Please present the records below as a numbered list, leaving out any blank lines.

■ ■ ■ ■

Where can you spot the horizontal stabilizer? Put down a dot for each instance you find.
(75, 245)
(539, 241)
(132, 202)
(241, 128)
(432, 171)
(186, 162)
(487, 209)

■ ■ ■ ■

▸ Complete response
1. Where can you spot the horizontal stabilizer? Put down a dot for each instance you find.
2. (75, 245)
3. (539, 241)
4. (132, 202)
5. (241, 128)
6. (432, 171)
7. (186, 162)
8. (487, 209)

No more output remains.